Start of RAW DATA

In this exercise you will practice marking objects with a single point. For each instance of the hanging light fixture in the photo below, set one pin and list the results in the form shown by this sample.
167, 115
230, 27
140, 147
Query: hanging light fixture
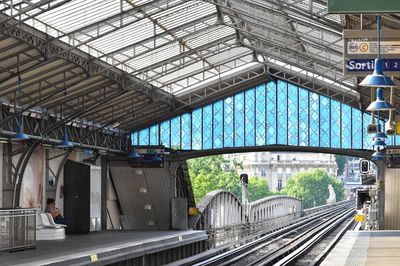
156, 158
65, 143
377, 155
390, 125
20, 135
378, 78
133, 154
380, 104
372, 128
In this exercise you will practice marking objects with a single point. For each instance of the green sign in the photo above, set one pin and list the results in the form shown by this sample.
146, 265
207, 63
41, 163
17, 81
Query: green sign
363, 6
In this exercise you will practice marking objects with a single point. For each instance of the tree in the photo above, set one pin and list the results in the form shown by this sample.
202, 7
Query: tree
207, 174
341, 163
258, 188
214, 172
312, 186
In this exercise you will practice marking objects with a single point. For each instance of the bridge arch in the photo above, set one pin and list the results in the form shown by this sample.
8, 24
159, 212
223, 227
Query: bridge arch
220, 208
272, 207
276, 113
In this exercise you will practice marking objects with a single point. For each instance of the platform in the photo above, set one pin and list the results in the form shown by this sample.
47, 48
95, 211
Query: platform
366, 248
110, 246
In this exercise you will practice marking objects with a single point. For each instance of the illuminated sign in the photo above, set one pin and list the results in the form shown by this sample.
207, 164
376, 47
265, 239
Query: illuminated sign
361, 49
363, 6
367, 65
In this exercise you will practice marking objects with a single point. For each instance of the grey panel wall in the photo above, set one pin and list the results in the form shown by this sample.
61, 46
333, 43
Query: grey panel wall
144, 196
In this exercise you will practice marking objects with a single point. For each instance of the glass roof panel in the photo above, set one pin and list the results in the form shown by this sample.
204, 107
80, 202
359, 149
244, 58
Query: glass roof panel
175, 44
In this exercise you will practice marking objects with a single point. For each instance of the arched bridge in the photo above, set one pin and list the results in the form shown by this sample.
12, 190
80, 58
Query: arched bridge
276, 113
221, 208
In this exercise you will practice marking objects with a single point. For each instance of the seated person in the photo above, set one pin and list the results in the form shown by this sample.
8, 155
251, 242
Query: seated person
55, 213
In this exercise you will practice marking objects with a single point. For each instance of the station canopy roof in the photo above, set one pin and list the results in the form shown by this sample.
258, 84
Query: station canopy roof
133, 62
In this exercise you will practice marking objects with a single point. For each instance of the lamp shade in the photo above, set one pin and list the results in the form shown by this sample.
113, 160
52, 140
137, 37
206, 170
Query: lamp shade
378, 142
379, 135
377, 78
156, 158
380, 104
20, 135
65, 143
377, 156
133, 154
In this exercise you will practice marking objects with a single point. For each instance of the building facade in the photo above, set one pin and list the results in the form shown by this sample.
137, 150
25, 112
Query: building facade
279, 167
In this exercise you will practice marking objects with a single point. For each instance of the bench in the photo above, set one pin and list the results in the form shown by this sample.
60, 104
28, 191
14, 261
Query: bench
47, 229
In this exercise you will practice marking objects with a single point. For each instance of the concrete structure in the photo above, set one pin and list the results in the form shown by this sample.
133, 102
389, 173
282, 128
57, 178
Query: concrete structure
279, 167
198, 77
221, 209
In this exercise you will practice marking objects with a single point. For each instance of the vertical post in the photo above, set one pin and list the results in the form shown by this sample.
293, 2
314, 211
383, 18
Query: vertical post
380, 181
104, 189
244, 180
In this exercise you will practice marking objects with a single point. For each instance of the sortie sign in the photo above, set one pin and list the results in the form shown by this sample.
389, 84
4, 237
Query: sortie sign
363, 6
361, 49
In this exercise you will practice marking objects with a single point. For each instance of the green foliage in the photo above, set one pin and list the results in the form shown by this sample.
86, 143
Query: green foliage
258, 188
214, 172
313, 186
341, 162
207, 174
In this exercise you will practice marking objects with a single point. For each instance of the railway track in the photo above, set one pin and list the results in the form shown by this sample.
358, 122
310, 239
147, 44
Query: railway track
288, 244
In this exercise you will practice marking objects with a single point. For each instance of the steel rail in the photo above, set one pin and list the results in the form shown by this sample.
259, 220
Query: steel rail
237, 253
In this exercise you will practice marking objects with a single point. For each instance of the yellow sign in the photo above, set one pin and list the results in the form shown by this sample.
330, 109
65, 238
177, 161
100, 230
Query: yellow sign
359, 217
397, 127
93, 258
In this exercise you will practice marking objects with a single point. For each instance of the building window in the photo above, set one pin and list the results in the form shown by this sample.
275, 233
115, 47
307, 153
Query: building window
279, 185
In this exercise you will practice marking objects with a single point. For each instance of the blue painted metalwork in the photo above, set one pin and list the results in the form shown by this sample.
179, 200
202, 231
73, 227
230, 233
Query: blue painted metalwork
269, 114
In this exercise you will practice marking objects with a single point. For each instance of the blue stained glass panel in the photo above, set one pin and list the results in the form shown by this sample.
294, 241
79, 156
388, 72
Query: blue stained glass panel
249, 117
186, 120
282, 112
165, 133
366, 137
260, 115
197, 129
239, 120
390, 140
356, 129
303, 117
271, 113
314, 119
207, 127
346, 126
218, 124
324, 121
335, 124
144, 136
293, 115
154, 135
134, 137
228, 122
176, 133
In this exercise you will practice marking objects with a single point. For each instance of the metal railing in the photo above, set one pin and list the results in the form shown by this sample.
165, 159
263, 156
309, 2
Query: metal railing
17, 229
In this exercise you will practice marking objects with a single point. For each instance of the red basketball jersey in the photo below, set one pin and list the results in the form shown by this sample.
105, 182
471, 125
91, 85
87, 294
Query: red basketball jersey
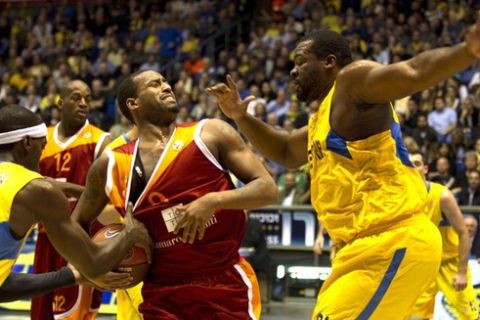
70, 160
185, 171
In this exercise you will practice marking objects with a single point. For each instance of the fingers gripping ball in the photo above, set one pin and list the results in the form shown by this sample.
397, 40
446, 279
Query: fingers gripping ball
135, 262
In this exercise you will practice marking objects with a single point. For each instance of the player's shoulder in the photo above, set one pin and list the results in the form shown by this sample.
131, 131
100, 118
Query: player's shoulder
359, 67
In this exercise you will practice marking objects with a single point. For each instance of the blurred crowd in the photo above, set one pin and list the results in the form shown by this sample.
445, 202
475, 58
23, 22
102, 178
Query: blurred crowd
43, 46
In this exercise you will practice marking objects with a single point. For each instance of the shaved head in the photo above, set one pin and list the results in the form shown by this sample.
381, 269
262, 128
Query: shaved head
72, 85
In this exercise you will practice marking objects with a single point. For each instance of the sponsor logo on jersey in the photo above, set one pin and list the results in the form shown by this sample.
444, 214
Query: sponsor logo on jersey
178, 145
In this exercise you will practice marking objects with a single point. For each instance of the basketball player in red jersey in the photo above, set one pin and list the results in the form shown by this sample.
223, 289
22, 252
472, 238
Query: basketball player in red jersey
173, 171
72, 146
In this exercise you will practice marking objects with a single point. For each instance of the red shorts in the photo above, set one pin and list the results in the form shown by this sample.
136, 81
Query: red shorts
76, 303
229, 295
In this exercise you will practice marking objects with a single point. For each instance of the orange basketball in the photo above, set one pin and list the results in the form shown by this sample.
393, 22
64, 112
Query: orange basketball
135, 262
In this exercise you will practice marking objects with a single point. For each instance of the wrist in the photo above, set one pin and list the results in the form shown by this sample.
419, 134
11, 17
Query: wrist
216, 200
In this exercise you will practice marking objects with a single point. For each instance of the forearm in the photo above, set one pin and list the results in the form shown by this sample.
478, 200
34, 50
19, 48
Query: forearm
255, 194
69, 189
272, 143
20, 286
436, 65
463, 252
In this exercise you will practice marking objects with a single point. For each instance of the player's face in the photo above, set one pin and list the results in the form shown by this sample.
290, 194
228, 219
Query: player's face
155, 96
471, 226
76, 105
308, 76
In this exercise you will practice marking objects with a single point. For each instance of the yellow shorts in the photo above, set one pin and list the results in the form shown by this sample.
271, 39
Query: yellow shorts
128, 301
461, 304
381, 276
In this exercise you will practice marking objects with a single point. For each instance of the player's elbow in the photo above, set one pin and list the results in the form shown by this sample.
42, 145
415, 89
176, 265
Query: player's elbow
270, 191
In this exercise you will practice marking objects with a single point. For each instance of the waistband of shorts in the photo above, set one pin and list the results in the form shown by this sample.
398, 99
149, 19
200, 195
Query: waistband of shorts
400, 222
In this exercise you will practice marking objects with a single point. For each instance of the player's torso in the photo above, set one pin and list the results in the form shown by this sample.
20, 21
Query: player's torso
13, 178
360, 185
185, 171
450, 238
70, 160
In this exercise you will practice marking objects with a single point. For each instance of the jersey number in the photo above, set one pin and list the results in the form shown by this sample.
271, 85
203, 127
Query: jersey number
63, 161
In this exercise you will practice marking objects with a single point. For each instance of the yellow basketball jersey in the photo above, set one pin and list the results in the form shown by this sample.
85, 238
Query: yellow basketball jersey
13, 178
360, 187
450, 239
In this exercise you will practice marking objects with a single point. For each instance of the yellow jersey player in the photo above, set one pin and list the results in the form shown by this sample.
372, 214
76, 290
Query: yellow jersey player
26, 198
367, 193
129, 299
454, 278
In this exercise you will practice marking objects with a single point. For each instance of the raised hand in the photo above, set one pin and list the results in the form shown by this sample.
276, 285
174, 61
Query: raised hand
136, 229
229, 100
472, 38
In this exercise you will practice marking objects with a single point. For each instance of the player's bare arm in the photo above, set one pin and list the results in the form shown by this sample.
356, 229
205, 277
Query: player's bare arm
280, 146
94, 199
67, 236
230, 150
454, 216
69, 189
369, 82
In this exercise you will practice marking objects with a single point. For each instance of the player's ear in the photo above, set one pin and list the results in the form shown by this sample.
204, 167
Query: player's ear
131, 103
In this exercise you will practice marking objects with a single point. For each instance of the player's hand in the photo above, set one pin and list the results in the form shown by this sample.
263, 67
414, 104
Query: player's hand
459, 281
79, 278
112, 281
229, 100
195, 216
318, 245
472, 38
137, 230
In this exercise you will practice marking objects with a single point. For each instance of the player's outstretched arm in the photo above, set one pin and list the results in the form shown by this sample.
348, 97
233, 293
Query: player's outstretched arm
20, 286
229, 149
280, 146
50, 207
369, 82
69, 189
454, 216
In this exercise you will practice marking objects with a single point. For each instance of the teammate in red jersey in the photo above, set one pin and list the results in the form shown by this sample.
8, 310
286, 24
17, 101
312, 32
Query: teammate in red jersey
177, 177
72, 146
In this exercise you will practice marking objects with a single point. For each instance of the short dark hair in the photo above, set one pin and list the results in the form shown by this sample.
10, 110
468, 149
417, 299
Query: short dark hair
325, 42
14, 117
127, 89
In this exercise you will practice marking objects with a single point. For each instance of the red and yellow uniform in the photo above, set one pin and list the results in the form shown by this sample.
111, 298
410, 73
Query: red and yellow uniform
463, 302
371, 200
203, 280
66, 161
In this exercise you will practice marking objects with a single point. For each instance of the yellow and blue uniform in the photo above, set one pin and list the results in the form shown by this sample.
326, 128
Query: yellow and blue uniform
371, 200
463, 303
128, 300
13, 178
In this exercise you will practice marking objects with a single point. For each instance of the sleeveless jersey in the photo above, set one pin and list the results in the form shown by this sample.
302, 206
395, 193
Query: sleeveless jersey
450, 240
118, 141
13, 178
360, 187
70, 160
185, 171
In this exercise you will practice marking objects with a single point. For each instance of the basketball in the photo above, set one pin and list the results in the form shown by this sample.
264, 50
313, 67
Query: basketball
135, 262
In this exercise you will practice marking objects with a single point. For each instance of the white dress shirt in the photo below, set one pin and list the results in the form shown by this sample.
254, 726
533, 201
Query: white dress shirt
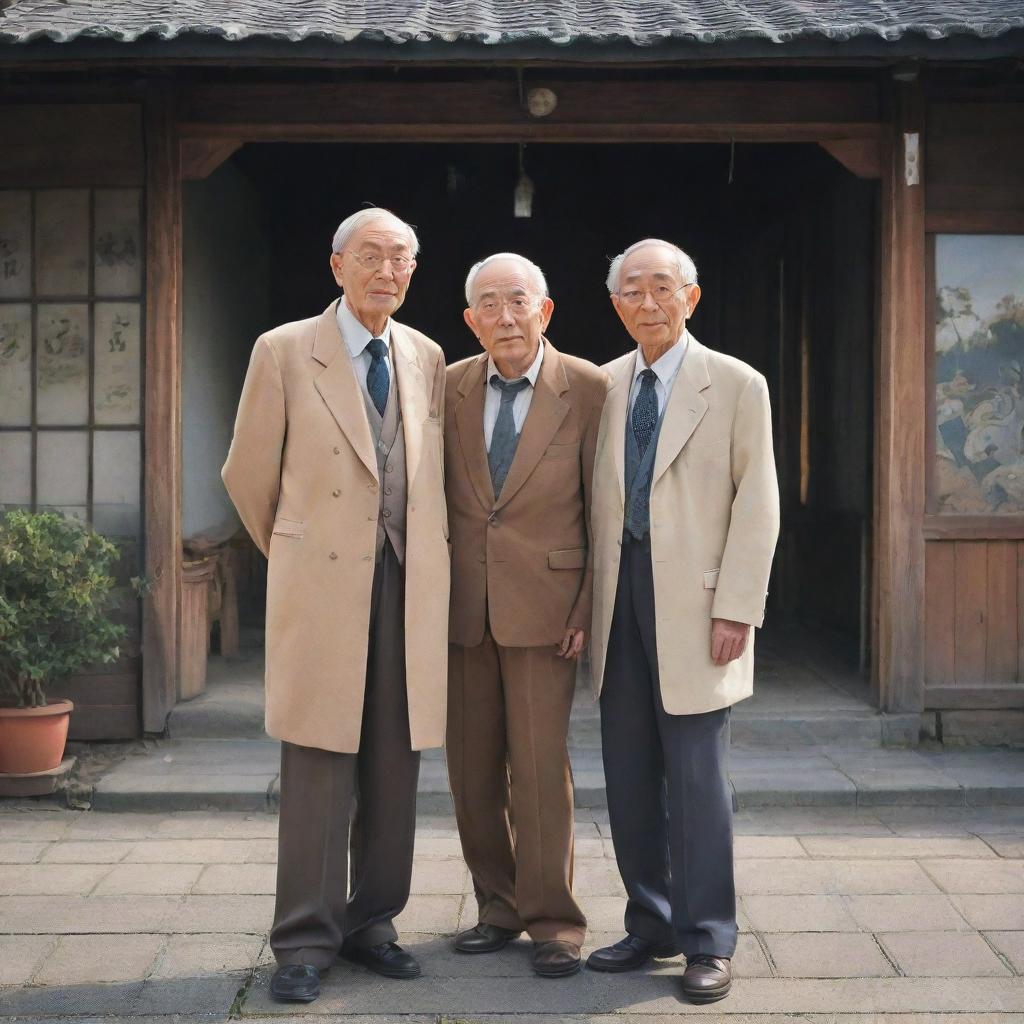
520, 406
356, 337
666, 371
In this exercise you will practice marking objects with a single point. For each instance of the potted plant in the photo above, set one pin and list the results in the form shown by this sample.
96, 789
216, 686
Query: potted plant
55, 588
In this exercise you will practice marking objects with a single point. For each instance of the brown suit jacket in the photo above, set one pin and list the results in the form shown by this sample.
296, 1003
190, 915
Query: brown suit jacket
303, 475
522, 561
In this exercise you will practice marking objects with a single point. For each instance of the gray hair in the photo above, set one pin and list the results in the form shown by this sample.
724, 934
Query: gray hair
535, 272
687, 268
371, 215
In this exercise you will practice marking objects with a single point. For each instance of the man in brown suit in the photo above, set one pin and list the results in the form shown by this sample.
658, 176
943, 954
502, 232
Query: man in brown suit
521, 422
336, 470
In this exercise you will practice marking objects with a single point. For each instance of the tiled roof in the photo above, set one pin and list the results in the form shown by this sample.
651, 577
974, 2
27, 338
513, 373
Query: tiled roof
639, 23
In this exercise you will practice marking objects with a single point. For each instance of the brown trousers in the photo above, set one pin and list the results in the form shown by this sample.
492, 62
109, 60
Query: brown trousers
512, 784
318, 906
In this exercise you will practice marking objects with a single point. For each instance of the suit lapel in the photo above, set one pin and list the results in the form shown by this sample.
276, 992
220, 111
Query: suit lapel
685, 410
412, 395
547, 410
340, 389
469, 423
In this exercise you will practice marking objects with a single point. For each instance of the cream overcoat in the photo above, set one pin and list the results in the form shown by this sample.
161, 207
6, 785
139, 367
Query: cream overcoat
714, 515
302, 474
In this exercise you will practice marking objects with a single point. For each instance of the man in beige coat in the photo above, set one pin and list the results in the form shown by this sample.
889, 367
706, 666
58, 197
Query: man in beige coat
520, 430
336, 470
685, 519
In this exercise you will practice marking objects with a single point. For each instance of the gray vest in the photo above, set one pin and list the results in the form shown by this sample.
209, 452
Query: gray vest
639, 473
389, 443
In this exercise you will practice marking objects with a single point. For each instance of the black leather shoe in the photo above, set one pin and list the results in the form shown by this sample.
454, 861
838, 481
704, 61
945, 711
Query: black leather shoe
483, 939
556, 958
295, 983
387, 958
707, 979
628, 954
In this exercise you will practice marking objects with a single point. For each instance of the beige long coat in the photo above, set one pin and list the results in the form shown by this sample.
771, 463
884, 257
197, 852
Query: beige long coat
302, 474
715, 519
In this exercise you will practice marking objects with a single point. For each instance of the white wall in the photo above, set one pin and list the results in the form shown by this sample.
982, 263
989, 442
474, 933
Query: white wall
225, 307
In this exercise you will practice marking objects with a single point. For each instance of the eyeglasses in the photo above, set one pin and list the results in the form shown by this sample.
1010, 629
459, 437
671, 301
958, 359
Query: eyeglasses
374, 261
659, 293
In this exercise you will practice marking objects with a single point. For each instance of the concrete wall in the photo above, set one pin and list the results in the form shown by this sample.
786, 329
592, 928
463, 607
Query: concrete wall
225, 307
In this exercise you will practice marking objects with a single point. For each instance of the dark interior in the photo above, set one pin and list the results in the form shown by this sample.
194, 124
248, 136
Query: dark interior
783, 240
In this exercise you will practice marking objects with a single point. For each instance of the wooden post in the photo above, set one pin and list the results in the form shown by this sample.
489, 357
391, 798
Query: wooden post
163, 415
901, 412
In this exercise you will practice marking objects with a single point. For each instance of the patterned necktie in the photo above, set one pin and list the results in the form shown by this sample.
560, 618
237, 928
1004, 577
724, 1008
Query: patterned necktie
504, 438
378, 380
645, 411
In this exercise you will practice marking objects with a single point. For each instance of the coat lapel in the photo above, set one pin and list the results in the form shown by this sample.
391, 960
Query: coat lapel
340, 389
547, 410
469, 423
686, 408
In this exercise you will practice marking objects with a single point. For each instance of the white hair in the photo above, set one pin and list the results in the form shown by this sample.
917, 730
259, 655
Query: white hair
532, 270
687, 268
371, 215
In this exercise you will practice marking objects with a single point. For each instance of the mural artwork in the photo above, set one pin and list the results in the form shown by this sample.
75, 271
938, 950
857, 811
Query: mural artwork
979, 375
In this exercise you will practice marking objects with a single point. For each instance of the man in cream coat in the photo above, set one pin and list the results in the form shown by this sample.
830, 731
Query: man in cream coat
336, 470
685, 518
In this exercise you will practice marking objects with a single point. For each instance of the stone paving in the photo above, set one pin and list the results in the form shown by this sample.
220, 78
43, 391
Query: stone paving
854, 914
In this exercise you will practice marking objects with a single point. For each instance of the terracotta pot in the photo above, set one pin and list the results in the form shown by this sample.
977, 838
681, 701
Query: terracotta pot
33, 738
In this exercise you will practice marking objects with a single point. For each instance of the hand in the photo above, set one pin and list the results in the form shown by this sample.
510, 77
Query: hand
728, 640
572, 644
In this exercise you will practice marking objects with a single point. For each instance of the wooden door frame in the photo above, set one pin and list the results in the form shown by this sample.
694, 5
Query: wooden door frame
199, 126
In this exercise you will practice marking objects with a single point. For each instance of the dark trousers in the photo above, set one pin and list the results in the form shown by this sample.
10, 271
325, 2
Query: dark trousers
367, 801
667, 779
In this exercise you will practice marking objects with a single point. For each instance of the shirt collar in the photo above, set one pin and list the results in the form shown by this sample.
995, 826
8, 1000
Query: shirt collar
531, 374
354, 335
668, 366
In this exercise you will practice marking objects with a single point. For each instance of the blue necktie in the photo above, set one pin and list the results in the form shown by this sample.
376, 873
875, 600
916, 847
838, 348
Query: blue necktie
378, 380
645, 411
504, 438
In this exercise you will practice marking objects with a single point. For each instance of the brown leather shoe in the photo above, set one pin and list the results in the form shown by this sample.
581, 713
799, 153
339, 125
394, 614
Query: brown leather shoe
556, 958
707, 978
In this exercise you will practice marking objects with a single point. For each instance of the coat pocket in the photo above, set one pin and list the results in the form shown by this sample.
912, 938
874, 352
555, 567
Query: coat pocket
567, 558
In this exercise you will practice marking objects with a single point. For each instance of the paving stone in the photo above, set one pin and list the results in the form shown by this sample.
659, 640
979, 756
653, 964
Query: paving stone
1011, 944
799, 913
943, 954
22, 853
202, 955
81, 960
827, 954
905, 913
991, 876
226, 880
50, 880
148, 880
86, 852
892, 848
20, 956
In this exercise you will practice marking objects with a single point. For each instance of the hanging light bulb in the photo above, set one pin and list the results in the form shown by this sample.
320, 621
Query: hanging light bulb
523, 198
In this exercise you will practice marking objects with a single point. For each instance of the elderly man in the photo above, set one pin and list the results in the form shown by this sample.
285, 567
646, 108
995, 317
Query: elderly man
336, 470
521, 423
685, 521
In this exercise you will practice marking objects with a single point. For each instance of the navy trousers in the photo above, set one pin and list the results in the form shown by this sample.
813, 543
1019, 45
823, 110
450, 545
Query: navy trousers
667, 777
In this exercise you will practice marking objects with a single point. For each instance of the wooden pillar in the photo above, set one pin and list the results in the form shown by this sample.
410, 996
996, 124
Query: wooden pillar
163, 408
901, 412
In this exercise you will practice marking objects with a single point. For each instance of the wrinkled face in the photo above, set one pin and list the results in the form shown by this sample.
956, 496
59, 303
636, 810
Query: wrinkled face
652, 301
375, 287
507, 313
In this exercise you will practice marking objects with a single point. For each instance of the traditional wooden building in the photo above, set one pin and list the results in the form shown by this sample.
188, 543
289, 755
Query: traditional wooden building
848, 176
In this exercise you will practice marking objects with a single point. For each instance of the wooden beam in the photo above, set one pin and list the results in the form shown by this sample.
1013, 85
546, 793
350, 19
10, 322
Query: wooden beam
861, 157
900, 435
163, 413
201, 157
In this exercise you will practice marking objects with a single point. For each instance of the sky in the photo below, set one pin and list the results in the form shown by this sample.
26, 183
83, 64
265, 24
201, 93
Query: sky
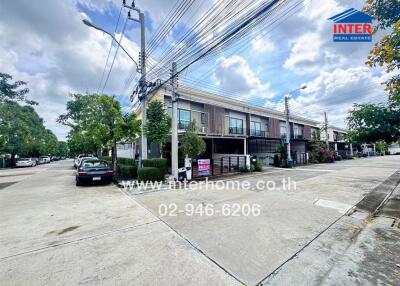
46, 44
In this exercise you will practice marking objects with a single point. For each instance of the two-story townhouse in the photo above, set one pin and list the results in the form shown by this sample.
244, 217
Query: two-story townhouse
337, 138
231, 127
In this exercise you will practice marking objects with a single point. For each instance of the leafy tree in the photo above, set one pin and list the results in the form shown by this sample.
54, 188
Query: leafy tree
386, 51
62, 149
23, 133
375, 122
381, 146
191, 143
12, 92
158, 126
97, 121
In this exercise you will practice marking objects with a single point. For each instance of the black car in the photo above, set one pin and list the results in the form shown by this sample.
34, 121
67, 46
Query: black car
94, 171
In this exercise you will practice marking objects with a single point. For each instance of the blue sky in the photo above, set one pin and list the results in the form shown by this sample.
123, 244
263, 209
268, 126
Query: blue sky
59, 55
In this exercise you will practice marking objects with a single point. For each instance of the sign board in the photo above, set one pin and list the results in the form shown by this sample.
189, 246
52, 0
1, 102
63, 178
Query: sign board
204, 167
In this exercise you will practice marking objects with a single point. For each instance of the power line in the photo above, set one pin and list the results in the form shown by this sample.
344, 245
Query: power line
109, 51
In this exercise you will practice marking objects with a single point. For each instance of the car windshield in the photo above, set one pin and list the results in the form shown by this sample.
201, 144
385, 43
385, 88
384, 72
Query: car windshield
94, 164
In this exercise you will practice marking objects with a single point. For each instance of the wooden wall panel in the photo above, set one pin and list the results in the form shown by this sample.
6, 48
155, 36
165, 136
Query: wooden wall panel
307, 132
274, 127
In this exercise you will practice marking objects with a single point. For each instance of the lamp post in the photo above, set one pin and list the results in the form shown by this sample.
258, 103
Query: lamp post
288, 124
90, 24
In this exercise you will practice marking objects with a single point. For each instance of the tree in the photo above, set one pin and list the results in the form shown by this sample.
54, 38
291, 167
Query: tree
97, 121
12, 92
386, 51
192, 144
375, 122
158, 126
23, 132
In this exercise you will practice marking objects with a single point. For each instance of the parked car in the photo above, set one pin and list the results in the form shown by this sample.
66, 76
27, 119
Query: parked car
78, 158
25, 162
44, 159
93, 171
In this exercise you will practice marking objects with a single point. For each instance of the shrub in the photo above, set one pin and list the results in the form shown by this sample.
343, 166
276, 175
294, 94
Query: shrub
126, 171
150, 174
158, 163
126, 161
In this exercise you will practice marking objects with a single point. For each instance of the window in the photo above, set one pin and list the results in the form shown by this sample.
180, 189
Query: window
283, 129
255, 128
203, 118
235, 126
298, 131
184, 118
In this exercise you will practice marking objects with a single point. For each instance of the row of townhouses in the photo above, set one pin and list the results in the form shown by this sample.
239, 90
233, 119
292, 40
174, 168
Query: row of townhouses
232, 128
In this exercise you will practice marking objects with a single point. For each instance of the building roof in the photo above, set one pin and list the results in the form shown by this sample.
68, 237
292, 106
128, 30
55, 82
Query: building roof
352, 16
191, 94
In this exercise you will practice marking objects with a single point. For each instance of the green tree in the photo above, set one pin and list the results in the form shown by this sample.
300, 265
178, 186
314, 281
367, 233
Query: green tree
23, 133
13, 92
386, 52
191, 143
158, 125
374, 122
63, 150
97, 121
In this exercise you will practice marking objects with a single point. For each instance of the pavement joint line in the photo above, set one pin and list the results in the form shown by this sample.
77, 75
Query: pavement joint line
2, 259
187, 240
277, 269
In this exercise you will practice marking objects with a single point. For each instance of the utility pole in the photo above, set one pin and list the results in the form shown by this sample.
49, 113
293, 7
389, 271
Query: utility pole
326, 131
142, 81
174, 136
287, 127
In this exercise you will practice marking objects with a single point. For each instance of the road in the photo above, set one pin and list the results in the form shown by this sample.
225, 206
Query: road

End of RAW DATA

REQUEST =
Rescale every line from the one containing "of the utility" down to the last line above, repeating them all, and multiply each answer coordinate by 2.1, rounding to whole numbers with halves going up. Leave every other number in these lines as it is.

RESULT FOR THIS EXERCISE =
In this exercise you will practice marking objects with a single point. For each instance of the utility pole in the photo above, set one pin and list the results in the form shown by this sample.
49, 113
293, 7
389, 271
Query: utility pole
685, 275
298, 170
365, 286
603, 267
In this exercise you will practice marking objects with a single point. For each instance of the road in the photo above, set one pin and list the results in the form shown by this sample.
225, 206
Query: road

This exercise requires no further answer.